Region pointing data
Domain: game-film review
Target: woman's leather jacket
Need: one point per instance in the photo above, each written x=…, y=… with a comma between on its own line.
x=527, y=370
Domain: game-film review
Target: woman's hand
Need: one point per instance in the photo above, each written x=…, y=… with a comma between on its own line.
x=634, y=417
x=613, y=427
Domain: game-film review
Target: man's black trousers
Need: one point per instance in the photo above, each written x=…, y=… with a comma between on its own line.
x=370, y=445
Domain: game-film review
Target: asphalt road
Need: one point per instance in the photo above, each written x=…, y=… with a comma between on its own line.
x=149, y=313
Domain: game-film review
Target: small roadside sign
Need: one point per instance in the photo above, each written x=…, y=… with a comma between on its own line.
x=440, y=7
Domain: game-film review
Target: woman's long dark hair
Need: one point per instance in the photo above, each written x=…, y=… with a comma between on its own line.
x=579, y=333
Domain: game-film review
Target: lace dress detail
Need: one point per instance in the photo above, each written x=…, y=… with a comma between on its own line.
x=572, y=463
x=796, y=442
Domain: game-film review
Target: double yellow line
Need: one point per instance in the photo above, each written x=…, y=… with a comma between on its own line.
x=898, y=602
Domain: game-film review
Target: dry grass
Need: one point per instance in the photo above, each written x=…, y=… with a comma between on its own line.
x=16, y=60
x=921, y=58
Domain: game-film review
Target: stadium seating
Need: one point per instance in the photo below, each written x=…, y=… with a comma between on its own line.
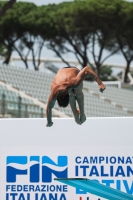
x=113, y=102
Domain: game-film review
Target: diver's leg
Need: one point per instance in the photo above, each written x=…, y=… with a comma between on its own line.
x=73, y=105
x=80, y=99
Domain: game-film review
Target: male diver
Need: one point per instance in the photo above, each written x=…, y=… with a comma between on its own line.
x=66, y=88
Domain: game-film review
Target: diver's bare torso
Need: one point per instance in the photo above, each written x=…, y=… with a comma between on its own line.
x=71, y=79
x=63, y=77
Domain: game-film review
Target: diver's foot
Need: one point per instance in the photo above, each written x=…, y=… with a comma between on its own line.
x=102, y=87
x=82, y=118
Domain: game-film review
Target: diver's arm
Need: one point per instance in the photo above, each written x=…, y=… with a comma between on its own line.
x=50, y=105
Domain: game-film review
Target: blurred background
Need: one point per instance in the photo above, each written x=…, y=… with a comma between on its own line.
x=38, y=37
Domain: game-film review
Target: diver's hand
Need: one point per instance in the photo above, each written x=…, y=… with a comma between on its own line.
x=49, y=124
x=77, y=120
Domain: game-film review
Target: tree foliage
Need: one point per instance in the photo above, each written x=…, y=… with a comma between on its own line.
x=84, y=28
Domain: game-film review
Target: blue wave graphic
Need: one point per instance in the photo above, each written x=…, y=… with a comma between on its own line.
x=34, y=173
x=16, y=159
x=12, y=172
x=62, y=161
x=35, y=158
x=47, y=174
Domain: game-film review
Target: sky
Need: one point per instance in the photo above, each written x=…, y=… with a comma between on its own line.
x=115, y=59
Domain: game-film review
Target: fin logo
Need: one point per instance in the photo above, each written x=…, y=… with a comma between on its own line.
x=30, y=166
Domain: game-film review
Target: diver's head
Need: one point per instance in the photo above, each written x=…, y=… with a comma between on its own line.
x=62, y=98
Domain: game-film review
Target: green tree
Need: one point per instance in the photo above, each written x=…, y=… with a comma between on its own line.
x=80, y=27
x=11, y=29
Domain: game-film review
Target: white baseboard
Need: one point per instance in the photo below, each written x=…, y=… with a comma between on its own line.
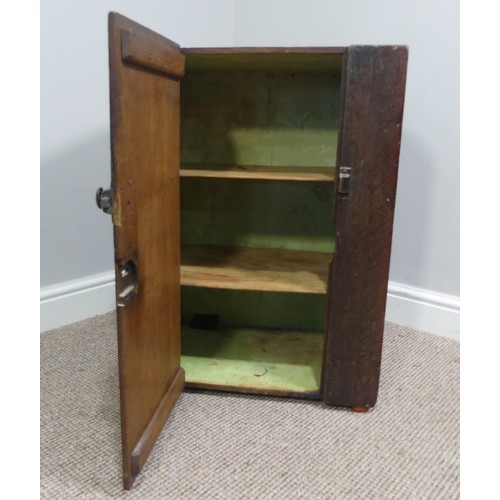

→ What the task asks
Every record should come back exactly as it is, though none of the pictures should.

→ Response
Domain: game-film review
Target: woman's leather jacket
Need: one point per instance in the photo above, each written x=…, y=… with a comma between on its own line.
x=527, y=370
Domain: game-film review
Target: woman's hand
Need: one point per instance in the photo above, each written x=…, y=… with a comma between on its own line.
x=634, y=417
x=613, y=427
Domain: game-film review
Target: man's black trousers
Need: one point per instance in the photo above, each written x=…, y=… with a comma between on its own line.
x=370, y=445
Domain: game-film review
Target: asphalt road
Need: one point per instance in the photo above, each written x=…, y=… with a comma between on its own line.
x=149, y=313
Domain: game-film review
Target: small roadside sign
Need: one point per instance in the photo above, each written x=…, y=… with a comma between on its own line.
x=440, y=7
Domain: game-film review
Target: woman's long dark hair
Need: one point per instance in the photo above, each written x=…, y=… with a comma between on its own line.
x=579, y=333
Domain: game-film review
Target: lace dress detail
Need: one point per instance in the photo above, each written x=…, y=… with a comma between on its own line.
x=572, y=463
x=796, y=442
Domain: game-film review
Target: double yellow line
Need: one point per instance in the photo above, each written x=…, y=… with a comma between on its own line.
x=898, y=602
Domain: game-film review
Target: dry grass
Need: one point per instance in the photo above, each written x=…, y=… with a comma between on its own line.
x=16, y=60
x=921, y=58
Domain: game-film review
Target: stadium seating
Need: one point per instance in the photo below, each written x=…, y=… with a comma between on its own line.
x=113, y=102
Domain: game-film review
Target: diver's leg
Need: one point per instance in the photo above, each written x=…, y=… with a comma between on its own line.
x=73, y=105
x=80, y=99
Domain: game-film review
Target: male diver
Need: one point per instance in the photo above, each written x=…, y=… with a comma between on its own line.
x=66, y=88
Domain: game-film review
Target: diver's bare torso
Need: one point per instance in the photo above, each written x=…, y=… with a comma between on its own line.
x=71, y=79
x=63, y=77
Domain: game-film review
Target: diver's foot
Need: one point per instance in the photo above, each written x=…, y=… with a comma between on its own line.
x=102, y=87
x=82, y=118
Domain: game-film review
Target: diver's arm
Need: one point per instance in the photo above, each written x=…, y=… with a comma between on its own line.
x=50, y=105
Domain: game-film review
Target: blurred background
Need: one point per instance in the photo above, each written x=…, y=… with a comma between on its own line.
x=38, y=37
Domain: game-film review
Target: diver's hand
Need: one point per instance in the photo above, each written x=…, y=… with a comma between on its own line.
x=49, y=124
x=77, y=120
Domain: game-film review
Target: tree foliage
Need: one point per instance in the photo above, each written x=…, y=… with a comma between on its own line.
x=84, y=28
Domain: game-film review
Target: blue wave graphic
Need: one point per instance in the photo above, each written x=…, y=… with a comma between on its own line.
x=34, y=173
x=16, y=159
x=12, y=172
x=62, y=161
x=35, y=158
x=47, y=174
Domain: game-film review
Target: sky
Need: one point per instance in the photo above, each written x=…, y=… with a comma between on its own line.
x=115, y=59
Domain: game-film review
Target: fin logo
Need: one point per instance in the photo above, each written x=…, y=… with a comma between on its own line.
x=30, y=166
Domain: game-film review
Target: diver's head
Need: one point per instance in the photo above, each written x=…, y=… with a comma between on its own line.
x=62, y=98
Domain: game-film review
Target: green tree
Need: one point per instance in the photo above, each written x=…, y=… with a comma between on its own line.
x=80, y=27
x=11, y=29
Domain: game-film review
Target: white baseboard
Need: one point per instance in the photo below, each written x=…, y=… with a comma between on its own line.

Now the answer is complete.